--- Aim of the exercise ---
Change "padlock" to "lock" in everything from the row containing "Q. Point to the curved" down to the row containing "pixel 144 372", and reproduce only those rows with all else left as it is.

--- Part of a data file ---
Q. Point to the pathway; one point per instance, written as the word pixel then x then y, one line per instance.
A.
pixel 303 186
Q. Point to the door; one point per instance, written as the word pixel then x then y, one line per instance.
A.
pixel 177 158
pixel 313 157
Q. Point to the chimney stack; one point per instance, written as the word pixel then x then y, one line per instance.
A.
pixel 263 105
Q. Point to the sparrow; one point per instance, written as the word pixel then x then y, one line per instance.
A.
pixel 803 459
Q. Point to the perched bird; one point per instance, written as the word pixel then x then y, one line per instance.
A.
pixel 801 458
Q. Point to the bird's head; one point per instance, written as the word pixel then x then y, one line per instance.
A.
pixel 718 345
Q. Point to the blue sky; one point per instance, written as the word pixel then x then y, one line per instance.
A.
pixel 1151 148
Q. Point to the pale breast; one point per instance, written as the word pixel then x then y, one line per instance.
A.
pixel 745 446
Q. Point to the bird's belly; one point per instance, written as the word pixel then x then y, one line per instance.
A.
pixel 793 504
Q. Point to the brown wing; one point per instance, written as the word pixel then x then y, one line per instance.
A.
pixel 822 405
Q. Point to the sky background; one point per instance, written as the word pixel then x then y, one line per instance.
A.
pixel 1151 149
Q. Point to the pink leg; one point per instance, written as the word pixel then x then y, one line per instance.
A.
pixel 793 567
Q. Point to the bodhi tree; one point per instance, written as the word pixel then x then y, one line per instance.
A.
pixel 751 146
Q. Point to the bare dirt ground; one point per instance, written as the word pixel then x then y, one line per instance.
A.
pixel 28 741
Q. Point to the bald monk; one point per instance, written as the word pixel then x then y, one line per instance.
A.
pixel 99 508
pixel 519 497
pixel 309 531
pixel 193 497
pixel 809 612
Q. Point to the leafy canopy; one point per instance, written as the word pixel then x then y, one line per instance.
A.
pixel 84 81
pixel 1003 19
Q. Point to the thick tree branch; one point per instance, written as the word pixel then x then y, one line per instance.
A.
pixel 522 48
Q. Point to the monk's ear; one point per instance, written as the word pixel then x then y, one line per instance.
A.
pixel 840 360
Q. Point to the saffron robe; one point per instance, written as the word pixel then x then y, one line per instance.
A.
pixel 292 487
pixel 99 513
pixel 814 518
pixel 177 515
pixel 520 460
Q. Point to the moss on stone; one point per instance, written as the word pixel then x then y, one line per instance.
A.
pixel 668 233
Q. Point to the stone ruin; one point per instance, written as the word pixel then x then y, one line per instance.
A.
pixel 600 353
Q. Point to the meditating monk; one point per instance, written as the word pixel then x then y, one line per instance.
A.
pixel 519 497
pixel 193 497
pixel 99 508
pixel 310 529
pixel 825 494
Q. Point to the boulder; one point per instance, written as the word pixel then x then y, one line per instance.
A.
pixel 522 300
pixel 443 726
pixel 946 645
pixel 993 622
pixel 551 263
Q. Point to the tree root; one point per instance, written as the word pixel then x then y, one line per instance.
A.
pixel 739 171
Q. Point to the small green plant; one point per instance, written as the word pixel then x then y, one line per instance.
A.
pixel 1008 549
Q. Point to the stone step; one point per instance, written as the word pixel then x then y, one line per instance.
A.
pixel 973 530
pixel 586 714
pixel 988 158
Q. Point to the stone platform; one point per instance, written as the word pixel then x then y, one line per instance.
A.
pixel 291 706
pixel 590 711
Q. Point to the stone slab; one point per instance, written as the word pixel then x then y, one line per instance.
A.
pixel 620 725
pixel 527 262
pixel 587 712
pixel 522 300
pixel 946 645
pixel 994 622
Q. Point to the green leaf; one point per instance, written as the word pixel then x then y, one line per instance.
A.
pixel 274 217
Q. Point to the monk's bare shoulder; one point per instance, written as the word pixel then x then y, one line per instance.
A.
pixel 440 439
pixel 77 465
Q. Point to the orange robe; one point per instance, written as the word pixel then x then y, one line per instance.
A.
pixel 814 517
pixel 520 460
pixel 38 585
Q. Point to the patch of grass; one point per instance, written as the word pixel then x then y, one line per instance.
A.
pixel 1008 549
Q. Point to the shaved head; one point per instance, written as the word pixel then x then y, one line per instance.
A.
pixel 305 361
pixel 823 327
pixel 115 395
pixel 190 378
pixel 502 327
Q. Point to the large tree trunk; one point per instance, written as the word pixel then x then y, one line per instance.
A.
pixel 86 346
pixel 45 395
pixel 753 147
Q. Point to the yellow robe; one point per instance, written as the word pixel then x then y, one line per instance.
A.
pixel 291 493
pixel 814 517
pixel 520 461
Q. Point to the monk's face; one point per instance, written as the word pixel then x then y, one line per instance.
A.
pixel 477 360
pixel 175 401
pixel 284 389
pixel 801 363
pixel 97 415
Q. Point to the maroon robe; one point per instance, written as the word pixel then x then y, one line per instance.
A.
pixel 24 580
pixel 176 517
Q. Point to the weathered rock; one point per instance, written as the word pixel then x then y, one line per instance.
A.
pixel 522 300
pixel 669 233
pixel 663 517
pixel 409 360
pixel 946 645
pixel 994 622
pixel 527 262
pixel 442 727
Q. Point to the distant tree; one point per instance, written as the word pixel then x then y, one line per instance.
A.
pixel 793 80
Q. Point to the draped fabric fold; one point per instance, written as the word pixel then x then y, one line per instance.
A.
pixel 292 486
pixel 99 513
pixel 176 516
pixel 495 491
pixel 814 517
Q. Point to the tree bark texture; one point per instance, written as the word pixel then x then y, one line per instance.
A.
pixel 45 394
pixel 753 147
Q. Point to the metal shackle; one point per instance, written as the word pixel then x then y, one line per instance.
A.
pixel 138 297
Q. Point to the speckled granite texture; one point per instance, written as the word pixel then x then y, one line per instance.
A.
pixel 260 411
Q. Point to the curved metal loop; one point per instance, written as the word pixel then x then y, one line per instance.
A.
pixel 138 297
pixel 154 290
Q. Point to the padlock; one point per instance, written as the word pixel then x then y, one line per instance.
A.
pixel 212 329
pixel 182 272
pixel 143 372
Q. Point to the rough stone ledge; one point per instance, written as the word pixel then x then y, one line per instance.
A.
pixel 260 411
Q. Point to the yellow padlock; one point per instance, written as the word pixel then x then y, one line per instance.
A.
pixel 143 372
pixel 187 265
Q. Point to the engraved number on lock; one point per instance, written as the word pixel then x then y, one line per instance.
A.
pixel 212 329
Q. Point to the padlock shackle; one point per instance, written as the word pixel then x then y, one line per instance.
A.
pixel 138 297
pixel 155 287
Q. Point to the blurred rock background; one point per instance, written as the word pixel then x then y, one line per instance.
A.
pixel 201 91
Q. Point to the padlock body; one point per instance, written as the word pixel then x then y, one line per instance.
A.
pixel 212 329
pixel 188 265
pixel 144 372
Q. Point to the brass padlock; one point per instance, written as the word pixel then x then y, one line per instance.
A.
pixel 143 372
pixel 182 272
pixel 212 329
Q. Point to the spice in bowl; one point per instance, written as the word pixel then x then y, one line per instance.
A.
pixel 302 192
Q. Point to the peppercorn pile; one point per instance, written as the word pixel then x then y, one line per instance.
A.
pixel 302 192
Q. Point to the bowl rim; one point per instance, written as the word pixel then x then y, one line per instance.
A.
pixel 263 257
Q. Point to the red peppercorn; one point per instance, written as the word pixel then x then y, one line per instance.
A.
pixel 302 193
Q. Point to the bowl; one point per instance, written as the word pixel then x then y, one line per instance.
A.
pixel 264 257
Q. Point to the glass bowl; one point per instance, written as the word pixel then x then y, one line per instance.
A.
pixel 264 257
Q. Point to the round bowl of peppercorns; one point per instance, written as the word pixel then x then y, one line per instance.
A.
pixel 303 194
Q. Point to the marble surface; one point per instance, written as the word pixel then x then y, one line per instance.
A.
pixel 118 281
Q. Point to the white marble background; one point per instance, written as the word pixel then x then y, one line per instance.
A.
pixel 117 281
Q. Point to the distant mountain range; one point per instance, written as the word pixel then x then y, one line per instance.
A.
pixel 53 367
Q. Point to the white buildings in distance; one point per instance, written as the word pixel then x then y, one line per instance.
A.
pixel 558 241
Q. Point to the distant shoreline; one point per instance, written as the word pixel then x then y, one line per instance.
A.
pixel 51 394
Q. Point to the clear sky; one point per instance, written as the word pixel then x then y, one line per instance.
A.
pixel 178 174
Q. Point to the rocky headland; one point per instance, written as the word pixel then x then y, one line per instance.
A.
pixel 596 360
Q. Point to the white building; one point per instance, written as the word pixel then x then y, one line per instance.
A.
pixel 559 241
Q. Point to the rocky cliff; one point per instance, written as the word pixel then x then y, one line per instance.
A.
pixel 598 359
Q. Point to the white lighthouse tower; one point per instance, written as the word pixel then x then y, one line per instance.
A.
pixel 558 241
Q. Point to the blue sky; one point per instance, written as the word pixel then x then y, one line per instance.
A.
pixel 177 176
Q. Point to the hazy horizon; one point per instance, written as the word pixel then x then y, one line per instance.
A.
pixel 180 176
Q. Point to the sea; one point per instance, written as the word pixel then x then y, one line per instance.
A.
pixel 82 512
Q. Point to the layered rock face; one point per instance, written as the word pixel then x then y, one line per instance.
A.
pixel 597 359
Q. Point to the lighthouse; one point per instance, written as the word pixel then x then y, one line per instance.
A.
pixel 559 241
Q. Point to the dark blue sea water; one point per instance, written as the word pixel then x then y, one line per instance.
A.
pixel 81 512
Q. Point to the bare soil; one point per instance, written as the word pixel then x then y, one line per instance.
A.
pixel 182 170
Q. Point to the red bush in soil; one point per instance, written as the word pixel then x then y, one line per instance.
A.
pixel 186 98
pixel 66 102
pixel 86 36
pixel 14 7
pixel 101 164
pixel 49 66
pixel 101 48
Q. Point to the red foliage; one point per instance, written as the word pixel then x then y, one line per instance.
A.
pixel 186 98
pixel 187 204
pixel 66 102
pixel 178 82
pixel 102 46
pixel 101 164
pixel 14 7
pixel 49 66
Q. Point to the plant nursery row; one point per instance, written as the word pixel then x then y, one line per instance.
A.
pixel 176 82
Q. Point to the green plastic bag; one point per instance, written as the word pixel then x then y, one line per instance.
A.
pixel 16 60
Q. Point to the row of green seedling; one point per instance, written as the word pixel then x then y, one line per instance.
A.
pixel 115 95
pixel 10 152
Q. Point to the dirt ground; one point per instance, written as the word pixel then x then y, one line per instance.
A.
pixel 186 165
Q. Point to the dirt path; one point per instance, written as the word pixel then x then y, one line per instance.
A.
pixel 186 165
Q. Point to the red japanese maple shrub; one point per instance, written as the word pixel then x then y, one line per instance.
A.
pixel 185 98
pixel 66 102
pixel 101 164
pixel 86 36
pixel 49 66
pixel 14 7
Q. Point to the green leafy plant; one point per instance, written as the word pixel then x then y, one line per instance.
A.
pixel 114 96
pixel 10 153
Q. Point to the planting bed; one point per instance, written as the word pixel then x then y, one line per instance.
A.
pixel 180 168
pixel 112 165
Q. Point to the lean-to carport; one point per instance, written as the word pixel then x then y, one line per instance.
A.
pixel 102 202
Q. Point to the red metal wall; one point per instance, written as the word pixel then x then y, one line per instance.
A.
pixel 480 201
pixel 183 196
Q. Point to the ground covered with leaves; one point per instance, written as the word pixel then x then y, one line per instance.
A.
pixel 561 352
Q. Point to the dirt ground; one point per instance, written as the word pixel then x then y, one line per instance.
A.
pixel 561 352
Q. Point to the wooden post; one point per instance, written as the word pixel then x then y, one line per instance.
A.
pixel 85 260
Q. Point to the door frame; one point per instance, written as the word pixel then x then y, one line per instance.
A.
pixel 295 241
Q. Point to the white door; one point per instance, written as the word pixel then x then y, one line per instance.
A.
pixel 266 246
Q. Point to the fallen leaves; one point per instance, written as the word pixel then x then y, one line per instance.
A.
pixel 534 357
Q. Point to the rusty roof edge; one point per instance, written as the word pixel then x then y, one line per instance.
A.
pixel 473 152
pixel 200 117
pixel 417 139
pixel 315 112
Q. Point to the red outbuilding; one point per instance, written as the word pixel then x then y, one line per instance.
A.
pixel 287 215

--- Result of this exercise ---
Q. Point to the curved metal loop; one point per instance, written as the word pixel then x then y, one line per instance.
A.
pixel 138 297
pixel 154 290
Q. Point to the lock; one point per instance, written as the word pixel then x then y, one line per instance.
A.
pixel 212 329
pixel 182 272
pixel 143 372
Q. Point to the rough stone ledge; one point per instance, written as the word pixel then x then y, one line per instance.
A.
pixel 260 411
Q. Point to the yellow lock; one point per instance, written as the word pixel then x then y, one line per instance.
A.
pixel 143 372
pixel 187 265
Q. Point to the engraved number on lock; one point per instance, written as the word pixel then x then y, one line per instance.
A.
pixel 212 329
Q. Point to the lock shackle; one point per instance, written as the word pixel then x then y, one line per instance.
A.
pixel 138 297
pixel 155 287
Q. Point to the blurred rock background; one point per instance, written as the word pixel then x then y, one line per instance.
A.
pixel 201 91
Q. Point to the lock body; one point per instance, written as the word pixel then x then y, one line per instance.
A.
pixel 212 329
pixel 188 265
pixel 144 372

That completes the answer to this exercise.